SELECTED TEXT =>

⁂

Skip to content

Instantly share code, notes, and snippets.

@chasestubblefield
Created April 8, 2012 20:21
Show Gist options
  • Save chasestubblefield/2339681 to your computer and use it in GitHub Desktop.
Save chasestubblefield/2339681 to your computer and use it in GitHub Desktop.
db-charmer

db-charmer

The Problem

If you're unfamiliar with the issue, there is an intermittent failure when running Capybara tests on any machine (spec/requests/ or features/):

undefined method `db_charmer_connection_name' for #<ActiveRecord::ConnectionAdapters::Mysql2Adapter:0x00000009f16ec8>
/var/lib/jenkins/.rvm/gems/ruby-1.9.3-p0/gems/db-charmer-1.7.0/lib/db_charmer/active_record/class_attributes.rb:85:in `db_charmer_remapped_connection'
/var/lib/jenkins/.rvm/gems/ruby-1.9.3-p0/gems/db-charmer-1.7.0/lib/db_charmer/active_record/connection_switching.rb:34:in `connection_with_magic'

The failure is particularly annoying because if it occurs, it will cause all tests in the same process to fail with the same error.

Again, if you're unfamiliar, db-charmer is a gem that allows us to use different databases (ie. slaves) for certain models or certain queries. For example, when we say User.on_db(:slave0).count, the query will be executed on the first slave database, instead of the normal connection (User.connection).

⁂

TASKS TO PERFORM =>
(A) Rewrite the paragraph of the db-charmer notes beginning "Again, if you're unfamiliar" in shorter form, keeping its main facts.
(B) In the records, rewrite the lines starting at the first line and ending at the line containing "[551, 0, 884, 139]", replacing "photograph" with "photo" and leaving everything else the same. Give only those lines.
The text and the records are unrelated to each other.

⁂

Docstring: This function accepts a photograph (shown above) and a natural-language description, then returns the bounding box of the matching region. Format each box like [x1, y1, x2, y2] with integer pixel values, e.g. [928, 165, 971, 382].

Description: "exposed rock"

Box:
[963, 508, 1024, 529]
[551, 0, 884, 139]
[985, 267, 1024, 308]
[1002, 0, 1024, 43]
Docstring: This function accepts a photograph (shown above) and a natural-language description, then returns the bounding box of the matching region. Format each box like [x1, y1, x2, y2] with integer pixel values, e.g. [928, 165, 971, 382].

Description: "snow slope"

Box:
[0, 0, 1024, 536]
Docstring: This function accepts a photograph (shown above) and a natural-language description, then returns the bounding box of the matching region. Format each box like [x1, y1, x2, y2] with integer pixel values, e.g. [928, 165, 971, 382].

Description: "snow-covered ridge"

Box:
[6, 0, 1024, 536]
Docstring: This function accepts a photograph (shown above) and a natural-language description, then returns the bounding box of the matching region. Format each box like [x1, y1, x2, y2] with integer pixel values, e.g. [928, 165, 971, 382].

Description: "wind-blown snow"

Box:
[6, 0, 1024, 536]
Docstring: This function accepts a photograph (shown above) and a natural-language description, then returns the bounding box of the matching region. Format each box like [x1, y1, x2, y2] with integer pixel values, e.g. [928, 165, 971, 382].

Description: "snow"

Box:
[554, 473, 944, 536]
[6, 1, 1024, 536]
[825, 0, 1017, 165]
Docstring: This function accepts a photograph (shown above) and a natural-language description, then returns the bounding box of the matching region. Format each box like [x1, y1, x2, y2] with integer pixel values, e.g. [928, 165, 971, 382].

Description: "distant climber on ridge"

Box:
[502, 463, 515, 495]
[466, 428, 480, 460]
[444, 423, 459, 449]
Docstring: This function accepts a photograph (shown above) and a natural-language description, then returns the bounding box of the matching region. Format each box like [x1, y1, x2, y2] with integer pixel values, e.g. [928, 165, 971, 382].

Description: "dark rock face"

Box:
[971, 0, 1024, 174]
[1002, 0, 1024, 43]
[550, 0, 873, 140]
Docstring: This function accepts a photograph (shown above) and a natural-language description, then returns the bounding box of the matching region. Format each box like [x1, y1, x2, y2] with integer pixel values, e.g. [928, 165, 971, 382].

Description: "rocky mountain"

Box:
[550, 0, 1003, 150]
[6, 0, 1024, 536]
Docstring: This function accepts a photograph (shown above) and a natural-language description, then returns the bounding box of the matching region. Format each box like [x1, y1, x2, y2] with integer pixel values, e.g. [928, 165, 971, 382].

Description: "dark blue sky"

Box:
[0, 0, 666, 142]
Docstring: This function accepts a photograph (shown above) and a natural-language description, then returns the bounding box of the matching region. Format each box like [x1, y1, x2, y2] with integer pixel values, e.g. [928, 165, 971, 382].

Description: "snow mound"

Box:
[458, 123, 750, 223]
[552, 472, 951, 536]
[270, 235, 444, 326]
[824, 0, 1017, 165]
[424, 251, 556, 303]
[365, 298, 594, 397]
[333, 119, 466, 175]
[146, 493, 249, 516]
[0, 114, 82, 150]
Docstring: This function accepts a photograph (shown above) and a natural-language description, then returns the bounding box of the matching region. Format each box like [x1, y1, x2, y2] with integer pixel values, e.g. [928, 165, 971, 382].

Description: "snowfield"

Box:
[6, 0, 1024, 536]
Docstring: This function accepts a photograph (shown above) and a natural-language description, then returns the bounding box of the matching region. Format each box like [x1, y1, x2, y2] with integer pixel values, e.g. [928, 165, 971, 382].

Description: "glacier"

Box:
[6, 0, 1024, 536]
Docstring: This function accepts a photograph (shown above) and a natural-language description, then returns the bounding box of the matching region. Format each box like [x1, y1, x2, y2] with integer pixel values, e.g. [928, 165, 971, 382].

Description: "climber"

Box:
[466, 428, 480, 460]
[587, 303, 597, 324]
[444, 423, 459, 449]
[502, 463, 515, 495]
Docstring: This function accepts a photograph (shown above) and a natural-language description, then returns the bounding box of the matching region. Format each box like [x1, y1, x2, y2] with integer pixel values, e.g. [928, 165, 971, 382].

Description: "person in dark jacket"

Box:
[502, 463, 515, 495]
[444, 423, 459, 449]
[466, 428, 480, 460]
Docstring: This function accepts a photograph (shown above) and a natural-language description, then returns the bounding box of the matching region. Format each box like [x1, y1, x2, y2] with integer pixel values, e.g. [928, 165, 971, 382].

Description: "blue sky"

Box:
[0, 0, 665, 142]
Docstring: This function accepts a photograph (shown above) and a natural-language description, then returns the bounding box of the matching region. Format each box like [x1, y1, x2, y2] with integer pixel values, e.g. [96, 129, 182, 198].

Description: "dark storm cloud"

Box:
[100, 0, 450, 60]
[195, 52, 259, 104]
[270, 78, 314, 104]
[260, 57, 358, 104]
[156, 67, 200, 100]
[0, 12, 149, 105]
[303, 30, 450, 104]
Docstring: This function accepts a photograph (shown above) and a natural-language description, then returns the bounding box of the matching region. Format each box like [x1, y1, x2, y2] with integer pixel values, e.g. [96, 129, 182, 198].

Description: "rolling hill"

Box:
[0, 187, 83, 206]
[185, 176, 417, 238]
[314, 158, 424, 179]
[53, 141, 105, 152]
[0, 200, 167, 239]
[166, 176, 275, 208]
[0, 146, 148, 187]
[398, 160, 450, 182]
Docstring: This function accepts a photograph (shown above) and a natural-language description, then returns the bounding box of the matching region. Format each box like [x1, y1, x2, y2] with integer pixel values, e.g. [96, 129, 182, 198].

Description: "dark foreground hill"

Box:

⁂

SOLUTIONS =>
(A) db-charmer is a gem that lets certain models or queries run on different databases, such as slaves. For example, User.on_db(:slave0).count runs the query on the first slave database rather than the normal connection (User.connection).

(B)
Docstring: This function accepts a photo (shown above) and a natural-language description, then returns the bounding box of the matching region. Format each box like [x1, y1, x2, y2] with integer pixel values, e.g. [928, 165, 971, 382].

Description: "exposed rock"

Box:
[963, 508, 1024, 529]
[551, 0, 884, 139]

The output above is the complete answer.